## Exercício proposto 1
Devolva, sem qualquer alteração, o trecho do texto sobre Unterzakhn compreendido entre "Mais do que" e "memória cultural judaica-americana.", inclusive.

## Excerto selecionado

┌──

Mais do que uma memória individual - para todos os efeitos, este livro é uma obra de ficção - o que se procura com a novela de Unterzakhn é sentir, através da vida de duas personagens, duas irmãs, a experiência de uma certa memória cultural, à qual Corman seguramente se arroga ser herdeira. Essa memória cultural tem menos a ver com essa vaga instituição da “memória colectiva” que está usualmente associada aos discursos do poder, às hegemonias da história e da política, e antes com uma específica experiência que conflui para a identidade própria de quem a reivindica. No caso particular, estamos a falar da memória cultural judaica-americana.
Há mesmo já uma tradição, por assim dizer, da banda desenhada (ou “graphic novel”) judaica, isto é, melhor dizendo, judaica-americana, não no mero sentido de ter sido a própria indústria dos comic books produzida e desenvolvida num cadinho habitado sobretudo por segundas gerações de emigrantes judeus da Europa, mas por ter temas abertamente relacionados com as culturas específicas judaicas do “Velho Mundo” e a sua adaptação ao “Novo”. Não tendo necessariamente que abordar a Shoah, esse continua a ser uma espécie de eixo comparativo, capaz de lançar a sua sombra e presença quer no “seu” passado - através das várias formas da violência anti-semita que se verificou pela Europa fora, sobretudo na Rússia, que tem um papel preponderante neste livro - quer no futuro, nosso presente - através de preconceitos vários que se continuam a verificar, imaginários que sobrevivem ou pura e simplesmente um quadro de referências em relação ao qual a identidade judaica se forma, com um menor ou maior grau de discussão. E em Unterzakhn a representação do bairro do Lower East Side como um shtetl, os diálogos temperados com iídiche, a memória da Rússia, as constantes referências anti-semitas à cultura e identidade judaica reforçam esse espaço imaginário. Se se pode ver em Maus, de spiegelman, o seu primeiro grande representante, nomes tais como os de Will Eisner, James Sturm, Miriam Katin, Ben Katchor, ou projectos híbridos como o livro de Bernice Eisenstein, fazem parte dessa linha contínua (e ainda haverá a presença de traços distintivos dessa tradição em trabalhos mais convencionais, e mesmo da indústria mainstream). Fora dos Estados Unidos, talvez Joann Sfar seja o nome maior desta tradição que “olha para trás”. Há mesmo um volume académico dedicado a esta tradição, The Jewish Graphic Novel: Critical Approaches. Ora Unterzakhn inscreve-se aí.

└──

## Linhas
┌──

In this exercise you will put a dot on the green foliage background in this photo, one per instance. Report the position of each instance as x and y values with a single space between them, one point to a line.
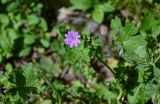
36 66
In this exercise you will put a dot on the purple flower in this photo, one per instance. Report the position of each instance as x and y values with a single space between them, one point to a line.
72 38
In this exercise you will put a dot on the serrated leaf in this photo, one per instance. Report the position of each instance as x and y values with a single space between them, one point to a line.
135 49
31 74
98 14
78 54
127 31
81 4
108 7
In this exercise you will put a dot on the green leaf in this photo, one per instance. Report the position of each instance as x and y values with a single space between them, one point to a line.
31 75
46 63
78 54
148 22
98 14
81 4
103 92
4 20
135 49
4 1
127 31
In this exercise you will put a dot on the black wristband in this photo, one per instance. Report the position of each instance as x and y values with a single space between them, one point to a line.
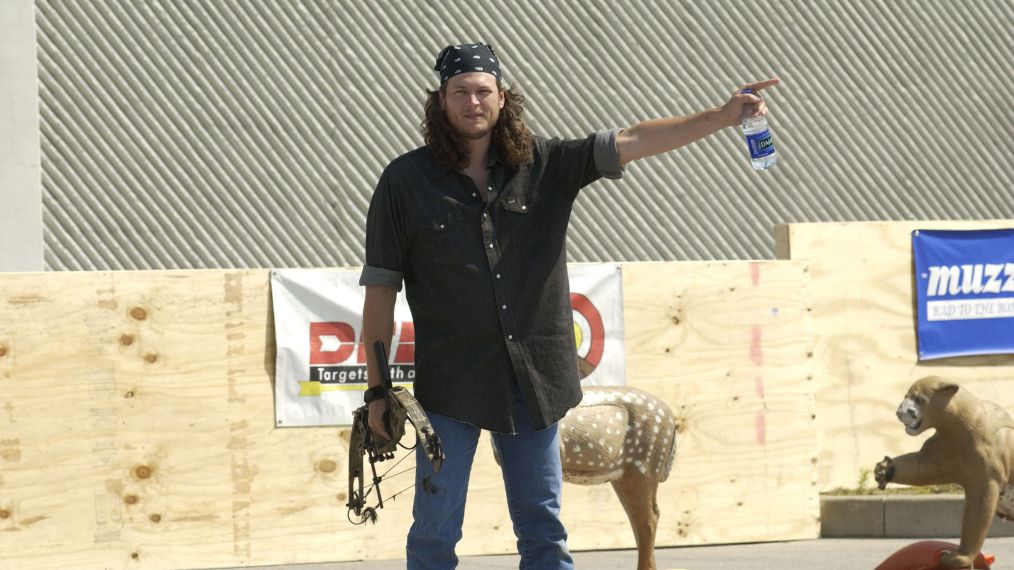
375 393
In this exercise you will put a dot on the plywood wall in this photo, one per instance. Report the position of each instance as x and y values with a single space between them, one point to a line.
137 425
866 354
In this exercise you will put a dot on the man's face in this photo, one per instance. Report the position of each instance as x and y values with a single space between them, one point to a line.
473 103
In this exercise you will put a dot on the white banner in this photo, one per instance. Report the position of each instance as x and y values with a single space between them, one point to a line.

└──
┌──

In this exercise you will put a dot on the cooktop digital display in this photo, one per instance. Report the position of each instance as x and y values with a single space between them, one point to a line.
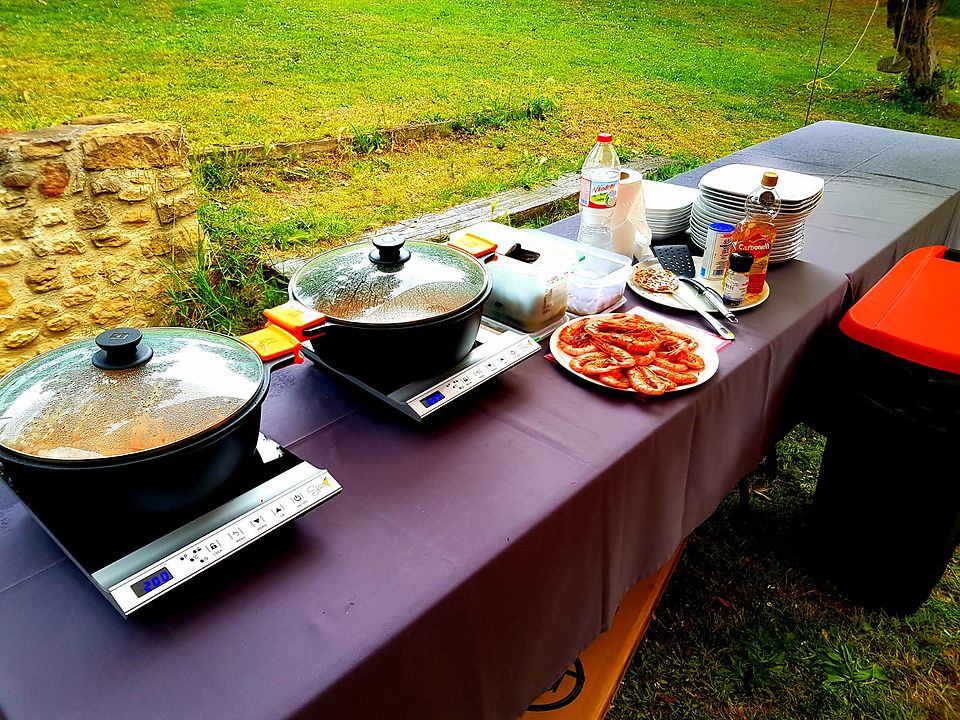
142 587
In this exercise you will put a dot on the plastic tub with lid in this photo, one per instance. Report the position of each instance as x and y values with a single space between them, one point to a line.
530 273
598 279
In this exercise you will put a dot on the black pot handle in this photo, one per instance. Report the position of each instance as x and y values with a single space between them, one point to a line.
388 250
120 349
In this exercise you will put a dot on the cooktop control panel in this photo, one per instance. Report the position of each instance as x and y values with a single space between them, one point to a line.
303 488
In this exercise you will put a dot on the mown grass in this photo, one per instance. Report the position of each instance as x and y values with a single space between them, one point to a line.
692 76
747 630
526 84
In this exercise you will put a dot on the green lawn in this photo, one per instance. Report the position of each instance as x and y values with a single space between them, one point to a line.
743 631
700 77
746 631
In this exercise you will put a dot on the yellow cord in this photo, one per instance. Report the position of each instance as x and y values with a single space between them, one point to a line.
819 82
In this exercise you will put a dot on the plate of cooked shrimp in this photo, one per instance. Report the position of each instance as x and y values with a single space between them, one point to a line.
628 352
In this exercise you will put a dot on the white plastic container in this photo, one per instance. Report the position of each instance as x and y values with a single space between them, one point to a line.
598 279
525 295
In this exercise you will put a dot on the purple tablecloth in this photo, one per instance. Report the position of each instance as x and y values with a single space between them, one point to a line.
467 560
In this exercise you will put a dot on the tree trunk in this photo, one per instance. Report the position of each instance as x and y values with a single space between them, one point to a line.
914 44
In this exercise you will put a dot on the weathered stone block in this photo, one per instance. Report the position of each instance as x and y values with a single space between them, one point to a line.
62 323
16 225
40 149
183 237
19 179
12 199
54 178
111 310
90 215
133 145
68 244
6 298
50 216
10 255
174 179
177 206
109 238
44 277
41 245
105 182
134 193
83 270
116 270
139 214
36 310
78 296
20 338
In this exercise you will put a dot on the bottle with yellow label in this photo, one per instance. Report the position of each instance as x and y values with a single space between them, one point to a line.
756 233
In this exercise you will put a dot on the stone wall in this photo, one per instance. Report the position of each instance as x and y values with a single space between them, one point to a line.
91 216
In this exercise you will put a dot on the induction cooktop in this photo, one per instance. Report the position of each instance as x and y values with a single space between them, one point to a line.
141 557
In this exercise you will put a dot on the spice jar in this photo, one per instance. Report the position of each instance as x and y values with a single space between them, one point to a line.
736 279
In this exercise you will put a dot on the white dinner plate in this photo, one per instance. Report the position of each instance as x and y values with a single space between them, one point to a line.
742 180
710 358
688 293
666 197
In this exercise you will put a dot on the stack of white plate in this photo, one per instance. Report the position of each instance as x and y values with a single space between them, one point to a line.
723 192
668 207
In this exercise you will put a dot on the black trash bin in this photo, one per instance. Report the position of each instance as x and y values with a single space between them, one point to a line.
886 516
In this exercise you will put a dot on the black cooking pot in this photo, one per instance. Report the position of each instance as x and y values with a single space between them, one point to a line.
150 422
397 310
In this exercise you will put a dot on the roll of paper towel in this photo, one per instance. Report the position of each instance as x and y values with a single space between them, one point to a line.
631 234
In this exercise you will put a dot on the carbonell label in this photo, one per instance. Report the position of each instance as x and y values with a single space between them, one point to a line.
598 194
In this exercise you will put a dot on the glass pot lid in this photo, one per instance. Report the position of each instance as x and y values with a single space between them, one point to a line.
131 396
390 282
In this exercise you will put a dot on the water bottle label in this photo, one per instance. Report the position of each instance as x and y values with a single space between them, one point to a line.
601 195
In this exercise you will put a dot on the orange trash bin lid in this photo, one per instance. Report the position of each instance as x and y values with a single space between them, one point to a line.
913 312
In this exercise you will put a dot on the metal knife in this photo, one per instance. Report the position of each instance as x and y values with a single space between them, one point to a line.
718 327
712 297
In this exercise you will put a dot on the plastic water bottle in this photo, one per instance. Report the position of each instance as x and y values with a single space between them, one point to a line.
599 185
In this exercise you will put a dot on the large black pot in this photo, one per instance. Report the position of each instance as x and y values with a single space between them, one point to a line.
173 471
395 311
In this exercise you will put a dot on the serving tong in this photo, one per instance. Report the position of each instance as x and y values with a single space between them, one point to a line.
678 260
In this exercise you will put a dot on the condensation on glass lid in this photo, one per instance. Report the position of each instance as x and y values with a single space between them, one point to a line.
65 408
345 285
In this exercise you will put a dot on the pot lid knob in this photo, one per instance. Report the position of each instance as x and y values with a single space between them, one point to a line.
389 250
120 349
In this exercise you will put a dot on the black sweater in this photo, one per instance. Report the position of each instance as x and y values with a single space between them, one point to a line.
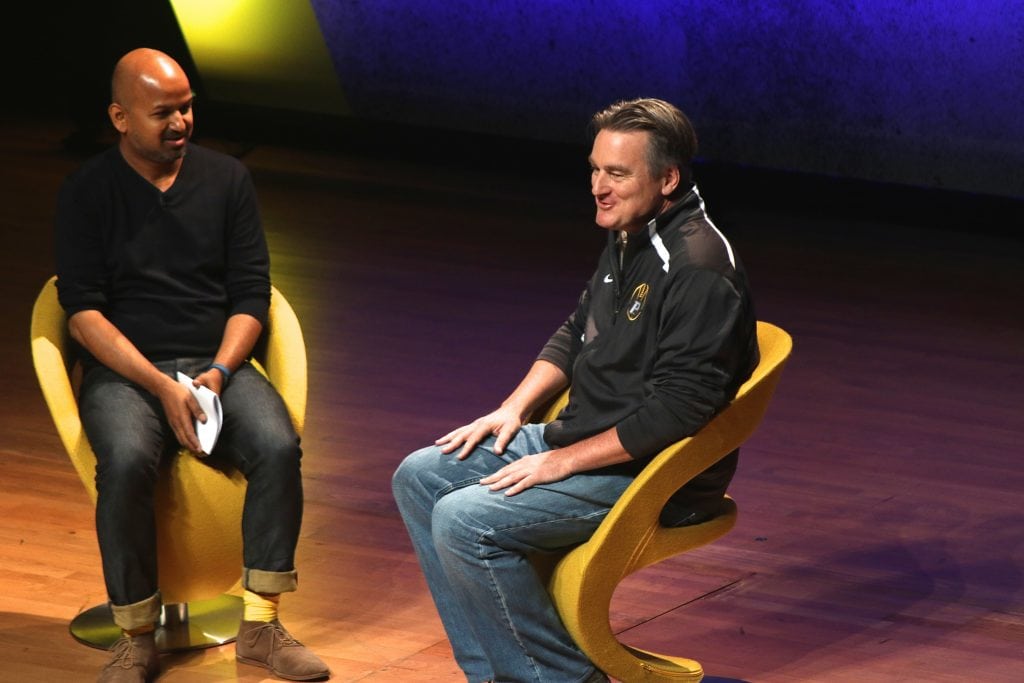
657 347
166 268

└──
┌──

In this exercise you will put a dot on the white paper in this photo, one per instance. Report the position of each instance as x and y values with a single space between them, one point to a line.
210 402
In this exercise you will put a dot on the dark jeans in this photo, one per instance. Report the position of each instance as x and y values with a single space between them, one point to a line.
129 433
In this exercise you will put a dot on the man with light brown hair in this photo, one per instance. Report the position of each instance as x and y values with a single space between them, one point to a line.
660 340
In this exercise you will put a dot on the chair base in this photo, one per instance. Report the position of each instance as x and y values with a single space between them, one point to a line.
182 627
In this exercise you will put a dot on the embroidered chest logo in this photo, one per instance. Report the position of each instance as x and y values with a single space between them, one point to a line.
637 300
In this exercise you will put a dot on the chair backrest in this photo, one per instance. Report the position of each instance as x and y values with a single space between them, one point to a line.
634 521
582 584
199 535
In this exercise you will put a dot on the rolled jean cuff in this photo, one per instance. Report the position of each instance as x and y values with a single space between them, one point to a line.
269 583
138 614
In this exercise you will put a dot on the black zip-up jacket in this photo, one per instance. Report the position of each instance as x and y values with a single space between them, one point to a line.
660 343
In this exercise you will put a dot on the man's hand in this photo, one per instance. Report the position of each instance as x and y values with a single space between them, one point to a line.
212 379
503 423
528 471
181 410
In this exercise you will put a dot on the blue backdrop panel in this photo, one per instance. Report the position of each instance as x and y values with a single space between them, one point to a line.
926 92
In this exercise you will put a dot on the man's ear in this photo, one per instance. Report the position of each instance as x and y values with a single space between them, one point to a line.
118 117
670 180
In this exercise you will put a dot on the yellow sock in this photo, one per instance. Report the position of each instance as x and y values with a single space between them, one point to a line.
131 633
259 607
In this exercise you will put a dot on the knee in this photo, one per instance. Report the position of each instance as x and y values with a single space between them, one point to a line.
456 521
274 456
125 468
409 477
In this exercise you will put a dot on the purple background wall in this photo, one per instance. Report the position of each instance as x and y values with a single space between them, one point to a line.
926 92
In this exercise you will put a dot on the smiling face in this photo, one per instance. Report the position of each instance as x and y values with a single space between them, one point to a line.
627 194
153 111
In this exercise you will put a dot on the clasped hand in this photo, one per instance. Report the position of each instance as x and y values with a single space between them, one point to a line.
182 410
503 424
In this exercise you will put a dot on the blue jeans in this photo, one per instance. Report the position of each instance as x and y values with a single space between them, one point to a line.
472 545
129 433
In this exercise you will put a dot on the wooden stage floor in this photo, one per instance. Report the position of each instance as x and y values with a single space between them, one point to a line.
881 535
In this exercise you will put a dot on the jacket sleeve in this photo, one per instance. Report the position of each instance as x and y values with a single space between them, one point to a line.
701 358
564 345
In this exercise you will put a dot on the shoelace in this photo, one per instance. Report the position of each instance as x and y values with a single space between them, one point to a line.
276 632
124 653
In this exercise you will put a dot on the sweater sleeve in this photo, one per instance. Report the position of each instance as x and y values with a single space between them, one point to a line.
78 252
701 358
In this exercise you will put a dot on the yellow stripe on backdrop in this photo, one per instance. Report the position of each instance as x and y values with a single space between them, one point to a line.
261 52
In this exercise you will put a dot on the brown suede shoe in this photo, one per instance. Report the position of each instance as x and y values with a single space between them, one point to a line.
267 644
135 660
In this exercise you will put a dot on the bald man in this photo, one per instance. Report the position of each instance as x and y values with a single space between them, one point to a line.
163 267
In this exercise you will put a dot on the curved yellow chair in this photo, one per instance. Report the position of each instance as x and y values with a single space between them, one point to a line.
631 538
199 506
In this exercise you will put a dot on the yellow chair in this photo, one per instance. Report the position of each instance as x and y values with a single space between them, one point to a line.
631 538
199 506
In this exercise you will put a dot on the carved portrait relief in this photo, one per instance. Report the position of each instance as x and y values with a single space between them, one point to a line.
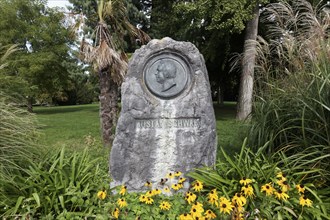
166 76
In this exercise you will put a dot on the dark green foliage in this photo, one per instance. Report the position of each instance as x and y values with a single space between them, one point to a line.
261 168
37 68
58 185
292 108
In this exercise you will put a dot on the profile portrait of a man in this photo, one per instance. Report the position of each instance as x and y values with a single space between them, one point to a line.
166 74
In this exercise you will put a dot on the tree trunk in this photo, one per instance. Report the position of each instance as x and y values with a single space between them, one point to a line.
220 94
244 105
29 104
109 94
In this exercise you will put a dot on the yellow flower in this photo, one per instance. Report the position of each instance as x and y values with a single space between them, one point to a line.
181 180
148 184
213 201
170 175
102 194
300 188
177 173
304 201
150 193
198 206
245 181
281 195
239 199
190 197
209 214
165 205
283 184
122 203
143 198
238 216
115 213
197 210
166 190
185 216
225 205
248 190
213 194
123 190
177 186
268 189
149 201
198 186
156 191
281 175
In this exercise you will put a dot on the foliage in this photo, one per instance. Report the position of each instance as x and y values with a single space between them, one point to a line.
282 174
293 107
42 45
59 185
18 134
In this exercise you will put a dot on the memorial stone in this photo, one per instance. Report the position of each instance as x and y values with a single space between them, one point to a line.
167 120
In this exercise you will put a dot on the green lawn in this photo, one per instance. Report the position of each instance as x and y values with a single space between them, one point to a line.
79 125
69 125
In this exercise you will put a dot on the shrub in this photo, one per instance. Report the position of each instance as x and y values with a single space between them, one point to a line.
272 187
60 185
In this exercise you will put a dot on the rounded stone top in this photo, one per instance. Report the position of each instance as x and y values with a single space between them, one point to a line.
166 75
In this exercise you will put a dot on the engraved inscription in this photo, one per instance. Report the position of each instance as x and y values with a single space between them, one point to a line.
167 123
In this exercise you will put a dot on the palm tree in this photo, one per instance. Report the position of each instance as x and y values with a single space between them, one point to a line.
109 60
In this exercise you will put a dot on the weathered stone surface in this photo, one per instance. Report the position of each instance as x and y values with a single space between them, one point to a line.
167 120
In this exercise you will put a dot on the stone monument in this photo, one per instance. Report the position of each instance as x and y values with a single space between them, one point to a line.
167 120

└──

## Exercício proposto 2
Localize na listagem todas as linhas em que aparece a palavra "knee" e copie-as integralmente. Tenha em conta a distinção entre maiúsculas e minúsculas.

## Resposta da tarefa 1
Mais do que uma memória individual - para todos os efeitos, este livro é uma obra de ficção - o que se procura com a novela de Unterzakhn é sentir, através da vida de duas personagens, duas irmãs, a experiência de uma certa memória cultural, à qual Corman seguramente se arroga ser herdeira. Essa memória cultural tem menos a ver com essa vaga instituição da “memória colectiva” que está usualmente associada aos discursos do poder, às hegemonias da história e da política, e antes com uma específica experiência que conflui para a identidade própria de quem a reivindica. No caso particular, estamos a falar da memória cultural judaica-americana.

## Resposta da tarefa 2
In this exercise you will put a dot on the knee in this photo, one per instance. Report the position of each instance as x and y values with a single space between them, one point to a line.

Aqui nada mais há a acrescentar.